● **Exercise directions**
Recast every item below as a Markdown table with two columns, Row and Line. Give each line its own numbered row and leave out blank lines.

_ _ _ _ _ _ _

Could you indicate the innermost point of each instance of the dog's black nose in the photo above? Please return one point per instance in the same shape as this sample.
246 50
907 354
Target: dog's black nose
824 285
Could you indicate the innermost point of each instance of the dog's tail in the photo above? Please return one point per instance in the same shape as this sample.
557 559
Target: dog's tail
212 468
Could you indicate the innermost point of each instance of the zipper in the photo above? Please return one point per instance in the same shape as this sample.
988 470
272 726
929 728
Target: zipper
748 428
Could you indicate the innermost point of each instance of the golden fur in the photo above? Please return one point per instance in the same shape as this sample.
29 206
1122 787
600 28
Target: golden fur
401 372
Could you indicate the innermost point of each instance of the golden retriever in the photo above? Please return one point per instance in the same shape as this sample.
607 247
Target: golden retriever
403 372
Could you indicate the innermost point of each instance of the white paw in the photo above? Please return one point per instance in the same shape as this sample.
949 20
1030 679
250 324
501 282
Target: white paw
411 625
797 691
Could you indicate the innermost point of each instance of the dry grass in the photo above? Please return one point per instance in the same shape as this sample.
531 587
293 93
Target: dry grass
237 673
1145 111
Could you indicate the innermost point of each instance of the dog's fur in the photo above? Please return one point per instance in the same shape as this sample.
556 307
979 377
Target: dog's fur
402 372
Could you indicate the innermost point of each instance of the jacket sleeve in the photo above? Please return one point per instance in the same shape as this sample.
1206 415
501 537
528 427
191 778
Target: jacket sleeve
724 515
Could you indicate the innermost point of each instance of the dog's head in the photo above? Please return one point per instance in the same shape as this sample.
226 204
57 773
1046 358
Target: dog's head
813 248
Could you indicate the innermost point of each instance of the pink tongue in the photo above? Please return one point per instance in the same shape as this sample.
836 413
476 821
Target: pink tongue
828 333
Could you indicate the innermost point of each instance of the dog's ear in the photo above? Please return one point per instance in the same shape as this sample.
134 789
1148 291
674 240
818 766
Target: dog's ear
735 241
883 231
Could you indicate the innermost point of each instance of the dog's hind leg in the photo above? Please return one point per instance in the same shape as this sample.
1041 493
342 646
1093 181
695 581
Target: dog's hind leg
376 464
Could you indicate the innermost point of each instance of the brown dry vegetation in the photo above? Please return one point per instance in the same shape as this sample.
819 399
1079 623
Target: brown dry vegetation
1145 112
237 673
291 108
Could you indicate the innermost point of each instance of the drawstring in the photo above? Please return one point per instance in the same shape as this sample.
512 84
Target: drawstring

_ _ _ _ _ _ _

● **Response below**
| Row | Line |
|---|---|
| 1 | Could you indicate the innermost point of each instance of the dog's black nose in the photo above? Please return one point per instance in the same shape as this sample. |
| 2 | 246 50 |
| 3 | 907 354 |
| 4 | Target: dog's black nose |
| 5 | 824 285 |
| 6 | Could you indicate the innermost point of each instance of the dog's tail in the photo above? Please return one point per instance in the same shape as this sample. |
| 7 | 557 559 |
| 8 | Target: dog's tail |
| 9 | 212 468 |
| 10 | Could you indicate the innermost point of each instance of the zipper in the photo above? Please return one point per instance in the same shape as this sample. |
| 11 | 988 470 |
| 12 | 272 726 |
| 13 | 929 728 |
| 14 | Target: zipper |
| 15 | 748 428 |
| 16 | Could you indicate the innermost point of each instance of the golden fur in the photo above? Please return one point per instance in the same shape as this sample. |
| 17 | 29 206 |
| 18 | 1122 787 |
| 19 | 600 28 |
| 20 | Target: golden fur |
| 21 | 401 372 |
| 22 | Could you indicate the innermost point of each instance of the golden retriever in the photo above? Please return one point per instance in the same shape as this sample. |
| 23 | 607 247 |
| 24 | Target: golden retriever |
| 25 | 403 372 |
| 26 | Could you indicate the innermost point of each instance of the white paw in the photo above? Please return one point per instance in the same shape as this sample. |
| 27 | 949 20 |
| 28 | 1030 679 |
| 29 | 250 324 |
| 30 | 501 282 |
| 31 | Target: white paw |
| 32 | 411 625 |
| 33 | 797 691 |
| 34 | Could you indicate the innermost point of each instance of the dry grass in the photo above? Please return one point per instance in the same shape as this sample. |
| 35 | 531 587 |
| 36 | 293 93 |
| 37 | Target: dry grass |
| 38 | 237 673 |
| 39 | 1145 111 |
| 40 | Could you indicate the innermost point of each instance of the dog's fur in the photo above? Please return one point per instance in the same shape as this sample. |
| 41 | 556 307 |
| 42 | 979 377 |
| 43 | Target: dog's fur |
| 44 | 402 372 |
| 45 | Could you indicate the innermost point of each instance of the jacket sleeve in the photo above? Please return one point per instance in the same shape as this sample. |
| 46 | 1206 415 |
| 47 | 501 537 |
| 48 | 528 427 |
| 49 | 191 778 |
| 50 | Target: jacket sleeve |
| 51 | 724 515 |
| 52 | Could you indicate the innermost point of each instance of the dog's head in the photo above? Please return one point per instance in the same shape as this sample. |
| 53 | 226 204 |
| 54 | 57 773 |
| 55 | 1046 358 |
| 56 | Target: dog's head |
| 57 | 813 248 |
| 58 | Could you indicate the innermost point of each instance of the pink tongue in the photo above? Please return one point per instance in the same shape as this sample. |
| 59 | 836 413 |
| 60 | 476 821 |
| 61 | Target: pink tongue |
| 62 | 828 333 |
| 63 | Could you indicate the innermost point of each instance of the dog's ear in the photo above? Please return one point per instance in the same shape as this sample. |
| 64 | 134 789 |
| 65 | 1148 291 |
| 66 | 674 240 |
| 67 | 818 766 |
| 68 | Target: dog's ear |
| 69 | 735 241 |
| 70 | 883 231 |
| 71 | Could you indicate the innermost point of each instance of the dog's hind leg in the photo above? Please return one point per instance in the same shape as this sample. |
| 72 | 1041 493 |
| 73 | 342 646 |
| 74 | 1093 181 |
| 75 | 695 581 |
| 76 | Target: dog's hind leg |
| 77 | 376 464 |
| 78 | Could you indicate the innermost point of each instance of the brown dry vegetation in the photo above? Please return one point per instance in the same shape as this sample. |
| 79 | 819 399 |
| 80 | 1079 623 |
| 81 | Target: brown dry vegetation |
| 82 | 1145 112 |
| 83 | 237 673 |
| 84 | 291 108 |
| 85 | Could you indicate the innermost point of each instance of the drawstring in the photo above? Please return one point per instance in the same shape as this sample. |
| 86 | 512 84 |
| 87 | Target: drawstring |